━━ RECORDS FOR THE EXERCISE

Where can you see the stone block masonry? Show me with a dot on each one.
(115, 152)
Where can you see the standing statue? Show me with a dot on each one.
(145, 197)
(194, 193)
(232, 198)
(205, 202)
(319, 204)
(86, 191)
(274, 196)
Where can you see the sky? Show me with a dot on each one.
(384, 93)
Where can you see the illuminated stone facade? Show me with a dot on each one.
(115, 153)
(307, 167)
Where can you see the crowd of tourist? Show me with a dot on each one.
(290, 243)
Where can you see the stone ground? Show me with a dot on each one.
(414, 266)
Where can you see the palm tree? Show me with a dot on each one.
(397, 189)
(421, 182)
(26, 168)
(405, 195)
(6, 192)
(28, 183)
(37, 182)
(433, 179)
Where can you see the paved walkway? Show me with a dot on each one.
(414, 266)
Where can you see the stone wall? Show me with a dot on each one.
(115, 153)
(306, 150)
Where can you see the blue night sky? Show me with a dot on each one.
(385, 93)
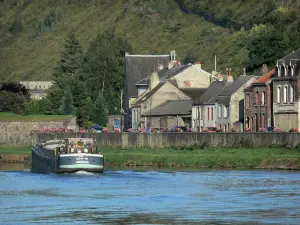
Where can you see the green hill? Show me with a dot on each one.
(32, 32)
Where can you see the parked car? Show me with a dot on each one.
(211, 129)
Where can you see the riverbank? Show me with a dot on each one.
(242, 158)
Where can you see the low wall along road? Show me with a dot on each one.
(164, 140)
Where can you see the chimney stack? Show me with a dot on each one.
(229, 76)
(198, 64)
(264, 69)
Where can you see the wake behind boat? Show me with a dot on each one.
(68, 155)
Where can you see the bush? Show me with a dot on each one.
(293, 130)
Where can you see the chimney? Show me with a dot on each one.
(161, 66)
(229, 77)
(244, 72)
(264, 69)
(198, 64)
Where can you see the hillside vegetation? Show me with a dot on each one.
(241, 33)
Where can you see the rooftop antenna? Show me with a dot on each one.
(215, 62)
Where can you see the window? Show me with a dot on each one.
(247, 101)
(226, 111)
(292, 98)
(256, 98)
(263, 98)
(278, 94)
(208, 113)
(262, 123)
(285, 94)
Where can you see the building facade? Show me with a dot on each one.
(259, 103)
(230, 104)
(286, 92)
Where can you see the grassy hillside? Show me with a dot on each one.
(32, 32)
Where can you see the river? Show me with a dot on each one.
(149, 196)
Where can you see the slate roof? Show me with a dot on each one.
(137, 67)
(164, 74)
(293, 55)
(148, 94)
(224, 97)
(171, 107)
(193, 93)
(231, 88)
(265, 78)
(211, 94)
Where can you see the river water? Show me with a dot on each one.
(149, 196)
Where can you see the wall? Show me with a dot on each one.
(20, 132)
(183, 139)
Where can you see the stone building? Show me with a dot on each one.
(137, 68)
(37, 89)
(204, 107)
(286, 92)
(230, 103)
(176, 82)
(259, 103)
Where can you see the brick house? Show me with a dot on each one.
(286, 92)
(258, 103)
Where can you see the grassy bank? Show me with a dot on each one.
(268, 158)
(5, 116)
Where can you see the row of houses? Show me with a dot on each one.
(159, 92)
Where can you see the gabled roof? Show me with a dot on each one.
(211, 94)
(143, 82)
(148, 94)
(137, 67)
(193, 93)
(293, 55)
(166, 73)
(171, 107)
(231, 88)
(266, 78)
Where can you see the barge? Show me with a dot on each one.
(65, 156)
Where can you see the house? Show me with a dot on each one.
(37, 89)
(286, 86)
(258, 103)
(170, 113)
(204, 107)
(176, 82)
(160, 93)
(230, 103)
(138, 67)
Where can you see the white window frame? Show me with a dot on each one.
(278, 94)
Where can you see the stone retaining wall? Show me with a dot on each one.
(183, 139)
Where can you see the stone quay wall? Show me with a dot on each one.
(165, 140)
(21, 132)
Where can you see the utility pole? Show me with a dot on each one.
(121, 111)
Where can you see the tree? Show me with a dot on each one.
(12, 97)
(101, 112)
(265, 48)
(70, 63)
(104, 67)
(67, 106)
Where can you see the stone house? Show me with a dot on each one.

━━━━

--- DESCRIPTION OF THE TASK ---
Pictures stay out; everything else in the listing above gets restated word for word.

--- SOLUTION TO THIS EXERCISE ---
Where can you see the stone block masonry? Show me with a dot on each one.
(115, 152)
Where can you see the standing statue? Show me with a dot on each one.
(145, 197)
(194, 193)
(232, 198)
(205, 202)
(319, 204)
(86, 191)
(274, 196)
Where can you see the sky? Show me with a dot on each one.
(384, 93)
Where can you see the illuminated stone facade? Show me with a dot on each one.
(115, 153)
(307, 167)
Where can you see the crowd of tourist? Show me with a dot on each one.
(290, 243)
Where can you see the stone ground? Show me with a dot on each one.
(414, 266)
Where can you see the palm tree? Show me with a dot on each one.
(397, 189)
(421, 182)
(26, 168)
(405, 195)
(6, 192)
(28, 183)
(37, 182)
(433, 179)
Where can you see the paved walkway? Show me with a dot on each one.
(414, 266)
Where can you see the stone wall? Show me with a dot on each one.
(115, 153)
(306, 150)
Where can you see the blue night sky? Show me with a dot on each one.
(385, 93)
Where can you see the green hill? Show me with a dot on each one.
(32, 32)
Where can you see the parked car? Show me with a dot on each one.
(211, 129)
Where can you see the riverbank? Show me with a dot on each one.
(242, 158)
Where can you see the low wall along road? Show me with a dot on each one.
(164, 140)
Where can you see the chimney stack? Show me with a dot on each one.
(229, 76)
(198, 64)
(264, 69)
Where can you see the wake behind boat? Show me with a dot on each one.
(68, 155)
Where can you see the bush? Show me with a dot on each one.
(293, 130)
Where can you see the chimney? Show me with a dot on each one.
(161, 66)
(229, 77)
(244, 72)
(264, 69)
(198, 64)
Where can you see the hillside vegetation? Show me with a dot on each one.
(241, 33)
Where can you see the rooftop antenna? Show me with a dot on each one.
(215, 62)
Where can you see the window? Show me with a dot on each one.
(247, 101)
(226, 111)
(292, 98)
(256, 98)
(263, 98)
(278, 94)
(208, 113)
(262, 123)
(285, 94)
Where can you see the building facade? Show me with a dot on each one.
(259, 103)
(230, 104)
(286, 92)
Where can you see the grassy hillside? Show me with a dot on each one.
(32, 32)
Where can you see the river? Show me with a dot on each one.
(149, 196)
Where can you see the slate roof? Show me with a dot on each one.
(137, 67)
(164, 74)
(293, 55)
(148, 94)
(224, 97)
(171, 107)
(193, 93)
(231, 88)
(265, 78)
(211, 94)
Where can you see the river water? Show me with a dot on each one.
(149, 196)
Where can you see the wall? Show me with a dot on each one.
(20, 132)
(183, 139)
Where can you see the stone building? Show me with a dot on each one.
(137, 68)
(37, 89)
(204, 107)
(286, 92)
(230, 103)
(176, 82)
(259, 103)
Where can you see the brick house? Show me with a dot on each one.
(286, 92)
(258, 103)
Where can you see the grassy bank? Show me with a dot on each one.
(268, 158)
(5, 116)
Where can you see the row of houses? Show me with a dot on each one.
(159, 92)
Where can you see the gabled roof? Show me with a dot on each one.
(211, 94)
(143, 82)
(148, 94)
(137, 67)
(193, 93)
(293, 55)
(166, 73)
(171, 107)
(231, 88)
(266, 78)
Where can you see the barge? Show me with a dot on each one.
(65, 156)
Where can you see the house? Show me with a dot on each one.
(37, 89)
(286, 86)
(258, 103)
(170, 113)
(204, 107)
(176, 82)
(160, 93)
(230, 103)
(138, 67)
Where can you see the white window frame? Show me with a dot on each one.
(278, 94)
Where can you see the stone retaining wall? Show me with a dot on each one.
(183, 139)
Where can you see the stone quay wall? Show me with a dot on each one.
(165, 140)
(21, 132)
Where can you see the utility pole? Show me with a dot on each one.
(121, 111)
Where can you see the tree? Show me with a dot on each one.
(12, 97)
(101, 112)
(265, 48)
(70, 63)
(104, 67)
(67, 106)
Where can you see the stone house? Show me with a dot on each one.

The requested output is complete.